## Task set
[1] In the hospital hearing article, how large is the hospital addition the Marshfield Clinic wants to build?
[2] Rewrite the paragraph of the hospital hearing article that begins "The Marshfield Clinic is seeking" as a short list, keeping its main facts.
[3] Please print the part of the hospital hearing article that opens with the words containing "Jennrich said the" and closes with "the permit application.".

County hearing for proposed Marshfield Clinic hospital in Minocqua to be rescheduled
Committee also favors clarifying zoning code language with permits for hospitals
STAR JOURNAL REPORT
A public hearing before Oneida County’s Planning and Development Committee to consider an application from the Marshfield Clinic to build a 72,000-square-foot hospital addition to its current clinic in Minocqua is being tentatively rescheduled for late April in the Minocqua Center’s gymnasium, said county planning and zoning director Karl Jennrich, who also noted the committee will finalize the new hearing date at its next meeting Wednesday.
Jennrich said the hearing is being rescheduled because one of the five committee members has a conflict and would have been unable to attend when the hearing was original set for the evening of April 6. He also noted delaying the hearing by three weeks would also provide enough time to amend the county code clarifying that the Marshfield Clinic property in Minocqua is zoned properly for a hospital.
The Marshfield Clinic is seeking a conditional use permit for a hospital that would have a surgery center, 12 in-patient beds, emergency room, imaging and lab. The proposed single-story addition, which has an estimated price tag from $30-35 million, would be built to the southwest of the existing clinic and designed for potential future expansion, vertically and horizontally, according to the permit application.
The proposal received the backing of both the Minocqua Plan Commission and the Town Board after both bodies heard from supporters and opponents before the permit application was forwarded to the county’s Planning and Zoning Committee, which could give final approval to the permit.

Pointing data for referring expressions
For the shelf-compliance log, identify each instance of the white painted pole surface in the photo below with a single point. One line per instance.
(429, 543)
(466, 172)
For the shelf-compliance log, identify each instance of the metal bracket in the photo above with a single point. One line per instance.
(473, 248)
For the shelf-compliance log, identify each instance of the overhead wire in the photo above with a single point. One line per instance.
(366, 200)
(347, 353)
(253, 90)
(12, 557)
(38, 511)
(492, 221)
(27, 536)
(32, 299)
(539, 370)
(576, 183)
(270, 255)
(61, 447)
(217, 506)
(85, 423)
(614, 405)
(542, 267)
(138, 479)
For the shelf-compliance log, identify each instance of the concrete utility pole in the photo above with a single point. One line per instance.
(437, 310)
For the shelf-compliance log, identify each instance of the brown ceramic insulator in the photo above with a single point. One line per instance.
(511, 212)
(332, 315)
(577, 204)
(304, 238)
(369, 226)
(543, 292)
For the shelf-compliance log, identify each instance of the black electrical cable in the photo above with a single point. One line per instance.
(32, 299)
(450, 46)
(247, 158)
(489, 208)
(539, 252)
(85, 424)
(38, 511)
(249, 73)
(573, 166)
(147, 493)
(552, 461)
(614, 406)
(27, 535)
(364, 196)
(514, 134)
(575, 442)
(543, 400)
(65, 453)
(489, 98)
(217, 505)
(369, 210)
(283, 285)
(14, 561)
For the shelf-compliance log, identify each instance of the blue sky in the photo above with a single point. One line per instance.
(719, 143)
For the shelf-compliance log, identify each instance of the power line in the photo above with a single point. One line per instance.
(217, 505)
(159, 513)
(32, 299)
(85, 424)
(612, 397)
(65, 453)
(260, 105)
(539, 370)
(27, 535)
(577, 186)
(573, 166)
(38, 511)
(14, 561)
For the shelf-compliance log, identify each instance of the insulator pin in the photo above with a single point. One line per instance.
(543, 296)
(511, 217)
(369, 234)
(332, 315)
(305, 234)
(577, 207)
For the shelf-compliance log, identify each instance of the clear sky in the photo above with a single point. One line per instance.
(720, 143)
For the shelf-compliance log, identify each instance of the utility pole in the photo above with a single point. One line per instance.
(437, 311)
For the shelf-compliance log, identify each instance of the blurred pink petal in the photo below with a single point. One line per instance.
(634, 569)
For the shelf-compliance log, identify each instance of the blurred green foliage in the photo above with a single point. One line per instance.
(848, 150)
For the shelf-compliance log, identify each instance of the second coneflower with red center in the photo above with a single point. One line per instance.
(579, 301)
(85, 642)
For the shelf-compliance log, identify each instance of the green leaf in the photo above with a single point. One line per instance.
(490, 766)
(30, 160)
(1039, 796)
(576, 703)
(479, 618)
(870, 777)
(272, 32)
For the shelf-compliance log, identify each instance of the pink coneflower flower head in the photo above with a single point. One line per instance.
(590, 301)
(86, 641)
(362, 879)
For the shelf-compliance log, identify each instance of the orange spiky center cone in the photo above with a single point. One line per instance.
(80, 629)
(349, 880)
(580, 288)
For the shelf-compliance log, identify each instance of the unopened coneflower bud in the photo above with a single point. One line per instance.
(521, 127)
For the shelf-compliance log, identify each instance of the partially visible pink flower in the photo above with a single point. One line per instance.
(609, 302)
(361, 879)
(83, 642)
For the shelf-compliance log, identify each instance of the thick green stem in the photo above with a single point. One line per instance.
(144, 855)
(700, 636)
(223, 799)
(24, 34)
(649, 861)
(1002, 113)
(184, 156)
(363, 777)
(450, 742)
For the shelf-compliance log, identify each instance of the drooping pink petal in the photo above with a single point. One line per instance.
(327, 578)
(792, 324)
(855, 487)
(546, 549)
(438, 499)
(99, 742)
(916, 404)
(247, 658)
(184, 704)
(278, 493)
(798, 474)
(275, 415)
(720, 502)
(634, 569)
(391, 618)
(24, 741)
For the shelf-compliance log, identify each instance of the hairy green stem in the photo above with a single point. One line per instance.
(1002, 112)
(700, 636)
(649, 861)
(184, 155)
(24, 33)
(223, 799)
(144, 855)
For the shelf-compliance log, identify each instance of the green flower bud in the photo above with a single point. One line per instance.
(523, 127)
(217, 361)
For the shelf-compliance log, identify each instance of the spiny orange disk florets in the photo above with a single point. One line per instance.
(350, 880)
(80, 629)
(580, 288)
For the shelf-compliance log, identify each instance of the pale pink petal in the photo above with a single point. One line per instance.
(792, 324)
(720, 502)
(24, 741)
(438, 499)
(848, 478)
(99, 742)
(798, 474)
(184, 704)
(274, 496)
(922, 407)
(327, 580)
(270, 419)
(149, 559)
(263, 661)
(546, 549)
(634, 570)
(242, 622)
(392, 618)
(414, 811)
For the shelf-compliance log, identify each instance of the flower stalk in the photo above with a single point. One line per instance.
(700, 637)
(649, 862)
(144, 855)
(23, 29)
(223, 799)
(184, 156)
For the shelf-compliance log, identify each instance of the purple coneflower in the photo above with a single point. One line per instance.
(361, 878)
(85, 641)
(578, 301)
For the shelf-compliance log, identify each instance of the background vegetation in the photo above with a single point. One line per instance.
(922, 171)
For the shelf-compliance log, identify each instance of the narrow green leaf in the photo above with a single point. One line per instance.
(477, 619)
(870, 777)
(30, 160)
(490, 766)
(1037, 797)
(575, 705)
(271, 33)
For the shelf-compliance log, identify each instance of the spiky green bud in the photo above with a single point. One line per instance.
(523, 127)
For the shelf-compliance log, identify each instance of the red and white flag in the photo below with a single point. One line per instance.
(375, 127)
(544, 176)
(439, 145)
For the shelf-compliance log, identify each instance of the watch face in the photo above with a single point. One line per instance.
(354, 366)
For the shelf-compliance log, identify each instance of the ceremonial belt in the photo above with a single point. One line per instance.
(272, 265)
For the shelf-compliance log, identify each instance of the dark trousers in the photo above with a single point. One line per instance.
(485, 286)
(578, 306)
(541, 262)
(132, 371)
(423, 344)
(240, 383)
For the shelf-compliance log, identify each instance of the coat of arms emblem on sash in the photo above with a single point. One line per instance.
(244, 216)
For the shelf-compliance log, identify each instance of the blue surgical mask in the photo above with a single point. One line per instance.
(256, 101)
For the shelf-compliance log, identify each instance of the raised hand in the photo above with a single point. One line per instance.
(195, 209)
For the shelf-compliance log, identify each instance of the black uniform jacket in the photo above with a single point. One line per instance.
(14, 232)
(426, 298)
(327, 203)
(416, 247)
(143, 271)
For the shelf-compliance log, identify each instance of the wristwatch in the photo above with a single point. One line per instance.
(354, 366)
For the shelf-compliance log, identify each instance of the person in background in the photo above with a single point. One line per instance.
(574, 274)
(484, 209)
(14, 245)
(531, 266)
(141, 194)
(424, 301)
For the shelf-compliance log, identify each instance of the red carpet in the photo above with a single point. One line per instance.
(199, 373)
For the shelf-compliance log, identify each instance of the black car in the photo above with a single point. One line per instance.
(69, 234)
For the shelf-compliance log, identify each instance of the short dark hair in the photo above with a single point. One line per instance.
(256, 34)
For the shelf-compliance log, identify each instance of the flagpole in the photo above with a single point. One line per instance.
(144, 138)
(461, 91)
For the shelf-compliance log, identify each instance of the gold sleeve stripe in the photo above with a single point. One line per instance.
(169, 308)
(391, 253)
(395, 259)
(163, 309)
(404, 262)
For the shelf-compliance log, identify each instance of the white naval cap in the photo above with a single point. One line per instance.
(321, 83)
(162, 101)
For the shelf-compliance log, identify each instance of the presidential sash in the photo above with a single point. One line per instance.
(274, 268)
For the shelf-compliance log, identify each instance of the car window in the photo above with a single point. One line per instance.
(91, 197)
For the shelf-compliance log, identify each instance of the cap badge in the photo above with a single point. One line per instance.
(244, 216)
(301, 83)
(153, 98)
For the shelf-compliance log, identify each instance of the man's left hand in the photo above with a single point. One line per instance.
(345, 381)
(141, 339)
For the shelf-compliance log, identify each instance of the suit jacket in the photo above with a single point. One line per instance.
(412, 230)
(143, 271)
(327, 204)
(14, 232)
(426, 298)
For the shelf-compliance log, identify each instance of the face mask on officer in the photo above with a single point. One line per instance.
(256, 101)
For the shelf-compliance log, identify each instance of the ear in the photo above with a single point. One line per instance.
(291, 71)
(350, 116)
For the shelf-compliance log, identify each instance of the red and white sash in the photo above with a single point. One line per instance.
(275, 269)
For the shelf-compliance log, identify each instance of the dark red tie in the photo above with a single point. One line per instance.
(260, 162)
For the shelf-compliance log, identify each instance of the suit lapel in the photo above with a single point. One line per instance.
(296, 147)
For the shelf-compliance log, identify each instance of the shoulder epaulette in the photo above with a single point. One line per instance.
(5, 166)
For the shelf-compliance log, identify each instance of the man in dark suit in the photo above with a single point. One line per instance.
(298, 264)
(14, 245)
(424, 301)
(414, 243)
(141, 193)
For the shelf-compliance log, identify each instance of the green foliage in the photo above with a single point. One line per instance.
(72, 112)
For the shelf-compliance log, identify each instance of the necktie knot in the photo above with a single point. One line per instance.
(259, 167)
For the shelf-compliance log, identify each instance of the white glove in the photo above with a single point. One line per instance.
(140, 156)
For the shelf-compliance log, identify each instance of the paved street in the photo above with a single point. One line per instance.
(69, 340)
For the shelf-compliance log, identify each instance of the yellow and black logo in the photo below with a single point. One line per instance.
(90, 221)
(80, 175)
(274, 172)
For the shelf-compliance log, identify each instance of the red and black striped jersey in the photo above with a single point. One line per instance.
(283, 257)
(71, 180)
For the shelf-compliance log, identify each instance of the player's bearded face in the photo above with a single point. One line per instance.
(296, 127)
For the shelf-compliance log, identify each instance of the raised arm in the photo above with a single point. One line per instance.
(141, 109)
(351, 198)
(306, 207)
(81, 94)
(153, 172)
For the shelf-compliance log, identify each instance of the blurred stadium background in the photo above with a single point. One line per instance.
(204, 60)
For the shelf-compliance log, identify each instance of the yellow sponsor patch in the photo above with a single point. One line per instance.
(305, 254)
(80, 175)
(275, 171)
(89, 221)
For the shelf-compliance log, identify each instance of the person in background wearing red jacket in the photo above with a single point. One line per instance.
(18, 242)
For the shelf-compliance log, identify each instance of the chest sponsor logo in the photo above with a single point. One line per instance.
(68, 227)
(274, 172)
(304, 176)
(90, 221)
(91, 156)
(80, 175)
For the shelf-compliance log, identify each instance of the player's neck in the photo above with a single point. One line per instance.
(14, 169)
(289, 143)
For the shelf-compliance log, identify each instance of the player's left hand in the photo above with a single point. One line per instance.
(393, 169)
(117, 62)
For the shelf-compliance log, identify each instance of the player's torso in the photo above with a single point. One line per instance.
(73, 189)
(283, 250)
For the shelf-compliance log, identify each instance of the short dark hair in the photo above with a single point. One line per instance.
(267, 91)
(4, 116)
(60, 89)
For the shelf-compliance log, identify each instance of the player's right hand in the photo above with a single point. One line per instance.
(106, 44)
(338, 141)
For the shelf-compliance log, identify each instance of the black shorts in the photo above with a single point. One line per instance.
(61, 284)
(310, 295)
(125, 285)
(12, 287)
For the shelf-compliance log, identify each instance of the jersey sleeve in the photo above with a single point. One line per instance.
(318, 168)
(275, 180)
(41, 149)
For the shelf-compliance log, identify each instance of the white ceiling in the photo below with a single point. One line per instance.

## Exercise solutions
[1] 72,000 square feet.

[2]
- The Marshfield Clinic seeks a conditional use permit for a hospital with a surgery center, 12 in-patient beds, an emergency room, imaging and a lab.
- The single-story addition has an estimated cost of $30-35 million.
- It would be built southwest of the existing clinic.
- The permit application says it would be designed for possible future expansion, both vertically and horizontally.

[3]
Jennrich said the hearing is being rescheduled because one of the five committee members has a conflict and would have been unable to attend when the hearing was original set for the evening of April 6. He also noted delaying the hearing by three weeks would also provide enough time to amend the county code clarifying that the Marshfield Clinic property in Minocqua is zoned properly for a hospital.
The Marshfield Clinic is seeking a conditional use permit for a hospital that would have a surgery center, 12 in-patient beds, emergency room, imaging and lab. The proposed single-story addition, which has an estimated price tag from $30-35 million, would be built to the southwest of the existing clinic and designed for potential future expansion, vertically and horizontally, according to the permit application.